• _Required task 1_
Decide whether each statement below agrees with the variational state documentation, and support each yes or no with the exact words from that documentation that settle it. (a) By default, the grad method detects automatically whether to use the hermitian logic. (b) By default, init_parameters draws from a uniform distribution. (c) The init method initializes the variational parameters of the variational state.
• _Required task 2_
Extend the variational state documentation, beginning right after its last sentence.

• _Page extract_
>> start

An estimate of the quantum expectation value <O>. An estimate of the gradient of the quantum expectation value <O>.

grad(Ô, *, use_covariance=None, mutable=None)

Estimates the gradient of the quantum expectation value of a given operator O.

Parameters:

• op (netket.operator.AbstractOperator) – the operator O.

• is_hermitian – optional override for whether to use or not the hermitian logic. By default it’s automatically detected.

• use_covariance (bool | None)

• mutable (bool | str | Collection[str] | DenyList | None)

Returns:

An estimation of the average gradient of the quantum expectation value <O>.

Return type:

array

init(seed=None, dtype=None)

Initialises the variational parameters of the variational state.

init_parameters(init_fun=None, *, seed=None)

Re-initializes all the parameters with the provided initialization function, defaulting to the normal distribution of standard deviation 0.01.

>> end

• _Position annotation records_
>> start

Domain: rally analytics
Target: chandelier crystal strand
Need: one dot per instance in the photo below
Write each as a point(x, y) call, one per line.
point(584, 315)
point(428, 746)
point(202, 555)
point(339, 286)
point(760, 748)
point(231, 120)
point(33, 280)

>> end
>> start

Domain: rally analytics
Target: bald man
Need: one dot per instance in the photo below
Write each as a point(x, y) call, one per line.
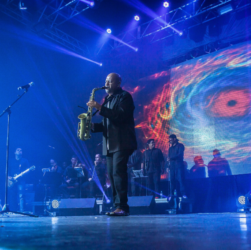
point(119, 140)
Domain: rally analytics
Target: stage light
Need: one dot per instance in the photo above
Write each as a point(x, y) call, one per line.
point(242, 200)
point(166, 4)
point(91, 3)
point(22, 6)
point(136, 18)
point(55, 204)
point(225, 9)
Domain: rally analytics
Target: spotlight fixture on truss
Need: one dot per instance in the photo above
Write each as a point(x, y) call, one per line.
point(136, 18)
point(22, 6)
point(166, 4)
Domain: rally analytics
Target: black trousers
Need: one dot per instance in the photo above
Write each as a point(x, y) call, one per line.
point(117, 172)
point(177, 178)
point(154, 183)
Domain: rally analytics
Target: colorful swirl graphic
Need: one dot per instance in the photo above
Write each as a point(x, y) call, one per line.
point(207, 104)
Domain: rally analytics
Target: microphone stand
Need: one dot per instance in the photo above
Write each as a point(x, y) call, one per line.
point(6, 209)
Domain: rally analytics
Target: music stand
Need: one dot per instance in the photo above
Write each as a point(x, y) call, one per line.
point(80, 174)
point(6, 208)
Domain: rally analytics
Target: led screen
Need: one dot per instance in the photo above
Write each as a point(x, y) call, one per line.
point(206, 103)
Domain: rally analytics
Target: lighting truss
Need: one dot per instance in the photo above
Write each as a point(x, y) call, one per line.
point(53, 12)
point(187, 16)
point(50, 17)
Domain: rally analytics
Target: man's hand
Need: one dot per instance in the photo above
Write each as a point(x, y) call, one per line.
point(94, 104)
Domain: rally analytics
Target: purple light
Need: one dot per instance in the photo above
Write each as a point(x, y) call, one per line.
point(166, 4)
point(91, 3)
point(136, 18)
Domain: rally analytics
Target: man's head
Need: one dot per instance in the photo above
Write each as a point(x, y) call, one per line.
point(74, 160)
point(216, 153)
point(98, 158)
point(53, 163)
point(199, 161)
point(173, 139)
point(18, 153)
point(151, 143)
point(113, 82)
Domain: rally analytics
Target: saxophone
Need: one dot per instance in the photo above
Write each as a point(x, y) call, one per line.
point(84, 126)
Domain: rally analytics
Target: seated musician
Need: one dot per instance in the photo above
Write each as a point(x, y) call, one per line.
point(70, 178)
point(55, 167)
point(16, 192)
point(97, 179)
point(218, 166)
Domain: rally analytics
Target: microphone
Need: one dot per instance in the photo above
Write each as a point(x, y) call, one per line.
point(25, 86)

>> end

• _Expected answer 1_
(a) Yes: "By default it’s automatically detected."
(b) No: "defaulting to the normal distribution of standard deviation 0.01."
(c) Yes: "Initialises the variational parameters of the variational state."

• _Expected answer 2_
Warning

The init function will not change the dtype of the parameters, which is determined by the model. DO NOT SPECIFY IT INSIDE THE INIT FUNCTION

Parameters:

• init_fun (Callable[[Any, Sequence[int], Union[None, str, type[Any], dtype, _SupportsDType]], Array] | None) – a jax initializer such as jax.nn.initializers.normal(). Must be a Callable taking 3 inputs, the jax PRNG key, the shape and the dtype, and outputting an array with the valid dtype and shape. If left unspecified, defaults to jax.nn.initializers.normal(stddev=0.01)

• seed (Any | None) – Optional seed to be used. The seed is synced across all JAX processes. If unspecified, uses a random seed.

log_value(σ)

Return type:

Array

Parameters:

σ (Array)

quantum_geometric_tensor(qgt_T=None)

Compute the centered quantum geometric tensor (QGT) for the Slater determinant.

For a Slater determinant, the QGT can be computed analytically using the formula:

\[Q_{(\mu i),(\nu j)} = \delta_{ij} \left[\delta_{\mu\nu} - \gamma_{\mu\nu}\right]\]

where \(\gamma = C C^\dagger\) is the one-body reduced density matrix.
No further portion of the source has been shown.